▶ [Work instruction]
Filter the data below down to the lines containing the word "clicks", and copy each of those lines unchanged.

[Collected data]
⁂

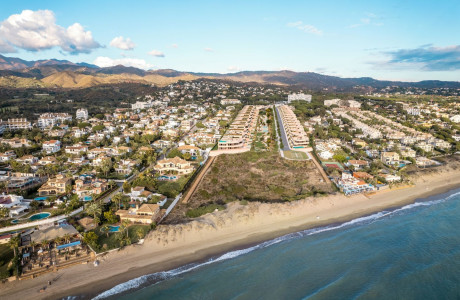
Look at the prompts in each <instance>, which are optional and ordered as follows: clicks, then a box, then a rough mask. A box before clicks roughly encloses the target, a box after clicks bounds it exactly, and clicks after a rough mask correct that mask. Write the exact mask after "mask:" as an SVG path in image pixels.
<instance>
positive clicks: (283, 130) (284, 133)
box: [275, 106, 291, 151]
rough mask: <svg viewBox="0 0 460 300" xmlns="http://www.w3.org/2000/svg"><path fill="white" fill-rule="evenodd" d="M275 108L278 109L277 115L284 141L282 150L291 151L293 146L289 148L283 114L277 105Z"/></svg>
mask: <svg viewBox="0 0 460 300" xmlns="http://www.w3.org/2000/svg"><path fill="white" fill-rule="evenodd" d="M275 109H276V117H277V119H278V123H279V126H280V133H281V140H282V141H283V149H282V150H284V151H289V150H291V148H289V142H288V140H287V136H286V131H285V130H284V125H283V122H282V121H281V116H280V113H279V111H278V107H276V106H275Z"/></svg>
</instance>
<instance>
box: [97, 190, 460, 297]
mask: <svg viewBox="0 0 460 300" xmlns="http://www.w3.org/2000/svg"><path fill="white" fill-rule="evenodd" d="M459 195H460V192H457V193H454V194H451V195H449V196H447V197H446V198H443V199H438V200H431V201H421V202H415V203H412V204H408V205H405V206H403V207H400V208H397V209H395V210H392V211H381V212H378V213H375V214H372V215H369V216H364V217H360V218H356V219H353V220H350V221H348V222H345V223H341V224H338V225H330V226H325V227H318V228H313V229H307V230H304V231H299V232H295V233H290V234H287V235H284V236H281V237H278V238H276V239H273V240H269V241H266V242H263V243H261V244H258V245H256V246H252V247H249V248H246V249H242V250H235V251H231V252H227V253H225V254H223V255H221V256H219V257H216V258H211V259H209V260H207V261H205V262H203V263H200V264H189V265H185V266H183V267H180V268H177V269H173V270H169V271H164V272H158V273H153V274H148V275H144V276H141V277H138V278H134V279H132V280H129V281H127V282H124V283H121V284H119V285H116V286H114V287H113V288H111V289H109V290H107V291H105V292H103V293H101V294H99V295H97V296H96V297H95V298H93V300H99V299H104V298H108V297H111V296H114V295H117V294H120V293H123V292H126V291H129V290H133V289H137V288H139V287H140V286H142V285H146V284H147V283H148V282H160V281H163V280H166V279H169V278H172V277H175V276H178V275H180V274H183V273H187V272H190V271H192V270H195V269H198V268H201V267H203V266H206V265H209V264H212V263H215V262H219V261H224V260H228V259H232V258H235V257H238V256H241V255H244V254H247V253H250V252H252V251H254V250H257V249H262V248H266V247H269V246H272V245H274V244H278V243H280V242H283V241H287V240H292V239H297V238H301V237H304V236H310V235H314V234H318V233H321V232H327V231H332V230H337V229H340V228H345V227H350V226H353V225H365V224H371V223H373V222H375V221H377V220H380V219H382V218H384V217H387V216H392V215H395V214H398V213H400V212H403V211H407V210H410V209H414V208H417V207H423V206H431V205H435V204H439V203H442V202H445V201H447V200H450V199H452V198H454V197H456V196H459Z"/></svg>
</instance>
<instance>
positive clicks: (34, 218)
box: [29, 213, 51, 221]
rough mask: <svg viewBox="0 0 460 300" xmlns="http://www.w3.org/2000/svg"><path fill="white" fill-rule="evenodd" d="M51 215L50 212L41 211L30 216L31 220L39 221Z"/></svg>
mask: <svg viewBox="0 0 460 300" xmlns="http://www.w3.org/2000/svg"><path fill="white" fill-rule="evenodd" d="M49 216H51V214H50V213H39V214H35V215H31V216H30V217H29V221H37V220H41V219H46V218H48V217H49Z"/></svg>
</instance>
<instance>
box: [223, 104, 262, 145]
mask: <svg viewBox="0 0 460 300" xmlns="http://www.w3.org/2000/svg"><path fill="white" fill-rule="evenodd" d="M258 115H259V108H257V107H256V106H254V105H246V106H244V107H243V109H241V111H240V112H239V113H238V115H237V116H236V118H235V120H234V121H233V123H232V124H231V125H230V127H229V129H228V130H227V132H226V133H225V134H224V136H223V137H222V138H221V139H220V140H219V142H218V147H219V150H231V149H241V148H246V147H250V144H251V141H252V137H253V133H254V131H255V129H256V126H257V118H258Z"/></svg>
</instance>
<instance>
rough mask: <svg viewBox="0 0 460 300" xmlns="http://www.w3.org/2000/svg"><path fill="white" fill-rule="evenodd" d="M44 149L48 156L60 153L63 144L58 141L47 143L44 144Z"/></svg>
mask: <svg viewBox="0 0 460 300" xmlns="http://www.w3.org/2000/svg"><path fill="white" fill-rule="evenodd" d="M42 149H43V151H45V152H46V153H48V154H51V153H56V152H59V151H60V150H61V142H60V141H57V140H51V141H45V142H43V145H42Z"/></svg>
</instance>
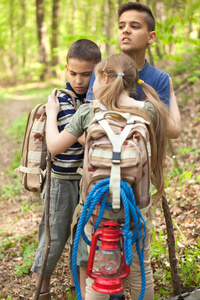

⁂

▶ [Reply to the exercise]
Look at the prompts in each <instance>, which are optional and ordered as follows: clicks, then a box, then a rough mask. A box before clicks roughly encloses the target, a box after clicks bounds it exactly, and clicks after a rough mask correct that mask. Write the exact mask after "mask:" as an SVG path in image pixels.
positive clicks: (283, 130) (284, 133)
positive clicks: (34, 218)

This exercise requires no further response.